Welcome everyone to our next review! Today we will be covering what may one of the most dividing series in the anime community, Sword Art Online. We will be covering exclusively the first season. So with that in mind, be wary of minor SPOILERS!
Now without further ado, let us begin the review!
Summary: In the near future, a Virtual Reality Massive Multiplayer Online Role-Playing Game (VRMMORPG) called Sword Art Online has been released where players control their avatars with their bodies using a piece of technology called: Nerve Gear. One day, players discover they cannot log out, as the game creator is holding them captive unless they reach the 100th floor of the game’s tower and defeat the final boss. However, if they die in the game, they die in real life. Their struggle for survival starts now… -Crunchyroll
Sword Art Online has a plenty strong start when the anime opens. The pacing is decent, an intriguing setting and conflict, and plenty of mystery to the plot to encourage further watching. As the series continues, the quality quickly dips off. One of the initial problems is the constant time skips, even severe ones between episodes. The show chooses to focus more on action more than storytelling primarily in the first half, but the plot of the first half is not really that bad. It remains interesting throughout. The second half of the show is where the hate really belongs. The pacing falls apart here, and the entire arc feels very forced and even unnecessarily. It can also be seen as overly dramatic, with a very weak villain who is the apparent driving force behind the whole arc. The biggest problem goes on, it slowly becomes borderline harem hell. Romantic subplots are not heavily pursed save for Kirito and Asuna, but the fact they are such a solid couple makes these other subplots extremely unnecessarily. It is at this point that one realizes the show is driven more by fanservice than any actual storytelling.
Characters are also a high weak point for the show. Main character of focus is Kirito (as is his online name), and he is the definition of overpowered. While this undoubtedly annoying, there are other notable bothersome things about him. In the first few episodes, there develops an emotional character with pains and a backstory that you would think would be key to his characterization. While some of it sticks around, primarily in his loner nature, most of it ends up being forgotten over time,especially by the end of the season. Most other characters are forgettable, bland, or both in terms of both development and personality. The notable exception is Asuna, but this is only true for early episodes. She starts out with a strong characterization that would make her easily a female lead. However, as the series start to teeter towards harem hell, she goes from a strong character to just a seeming damsel in distress.

Dataset rows
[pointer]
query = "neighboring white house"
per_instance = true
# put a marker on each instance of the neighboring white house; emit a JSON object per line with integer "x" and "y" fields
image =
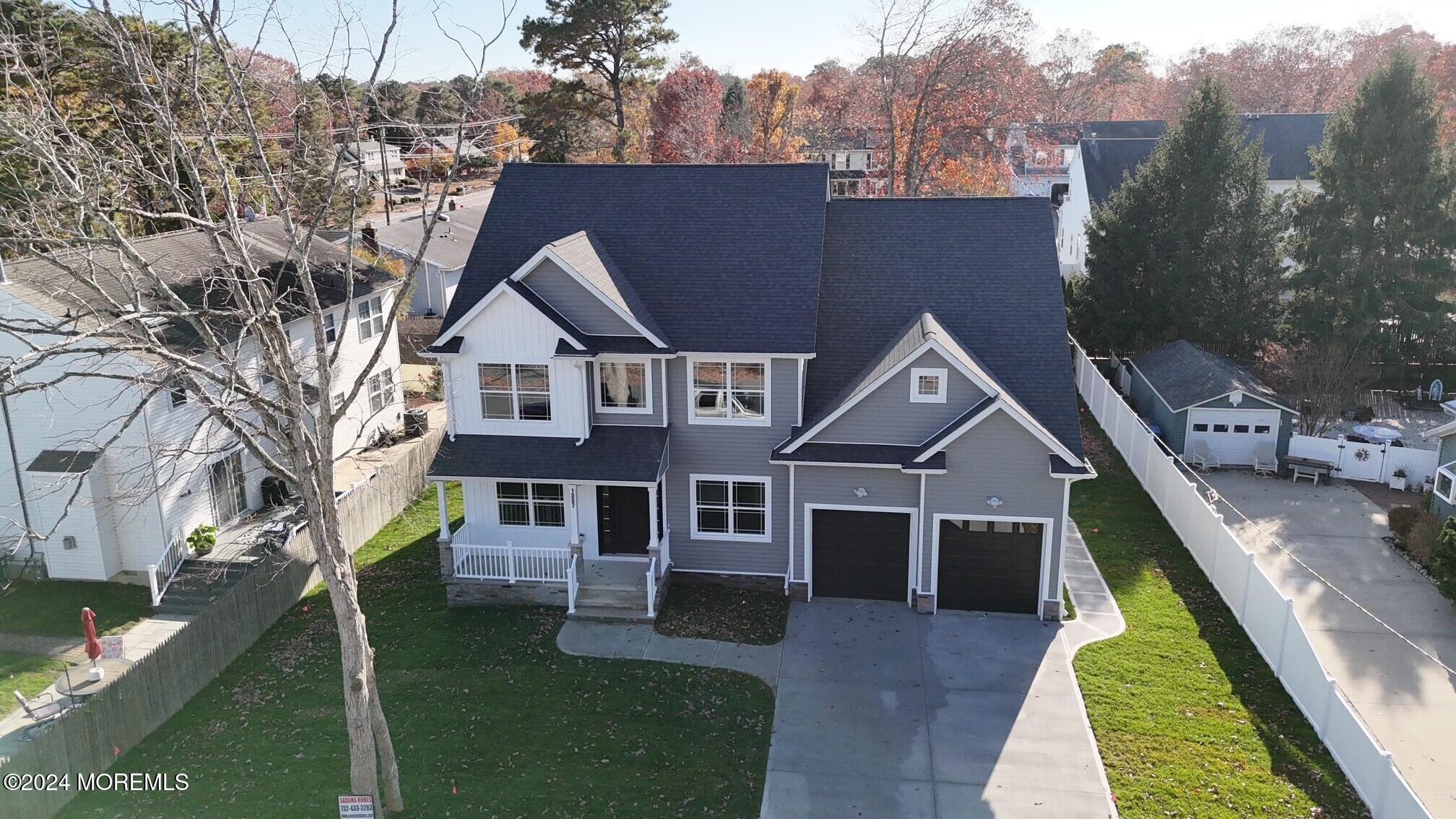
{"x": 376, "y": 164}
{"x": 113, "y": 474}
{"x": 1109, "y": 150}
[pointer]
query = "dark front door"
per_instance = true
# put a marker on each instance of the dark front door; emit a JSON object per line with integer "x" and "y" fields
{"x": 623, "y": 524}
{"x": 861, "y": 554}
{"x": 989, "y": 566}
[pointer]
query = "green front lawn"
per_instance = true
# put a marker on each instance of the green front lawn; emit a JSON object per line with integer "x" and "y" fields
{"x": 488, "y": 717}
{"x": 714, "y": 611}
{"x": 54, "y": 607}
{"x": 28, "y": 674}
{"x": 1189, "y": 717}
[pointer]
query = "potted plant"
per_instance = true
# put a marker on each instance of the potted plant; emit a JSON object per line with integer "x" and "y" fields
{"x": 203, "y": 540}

▶ **What is asked**
**1)** In the Sword Art Online review, what is the name of the technology that players use to control their avatars with their bodies?
**2)** Extend the Sword Art Online review, picking up right after its final sentence.

▶ **Answers in order**
**1)** Nerve Gear

**2)**
The strongest aspect of Sword Art Online is undoubtedly its animation. It was very pleasant show to look at with colorful and touching displays that really help ease the viewer when they get frustrated at one of the shows many downfalls. Many of the designs for armor and swords are quite complex and impressive. It is at this point that I obligated, as was stipulated by LowKev when I purchased it, that I own a fully forged replica of Kirito’s Elucidator sword (the black one).
The soundtrack can be surprisingly pleasing to listen to. The first opening is really impressive, so much that it dwarf the rest of the series soundtrack easily. The string pieces really help to add to the pseudo-medieval atmosphere of the anime. Several of the soundtrack pieces may even remind some viewers of some other video game soundtracks. That being said, the soundtrack is not especially memorable outside the first opening.
One really has to really hunt for any kind of deep themes in Sword Art Online. The series primarily just focuses on action to attract viewers, like many popular anime, and is not overly concerned with themes. However, a few do stick out. Loyalty is the first and deepest that probably is also the most notable. This is seen in Kirito’s repeated loyalty to companions, defending them frequently from danger and going as far as possible to save Asuna during the second half of the series. The series also deals with morality in unfamilair environment, especially with regards to the Laughing Coffin guild, but this is not extensively pursued. Optimism and dealing with uncertainty also bleed through, again as a result of the virtual world. These aside, survival and friendship are also some notable themes, but are not nearly as impressive.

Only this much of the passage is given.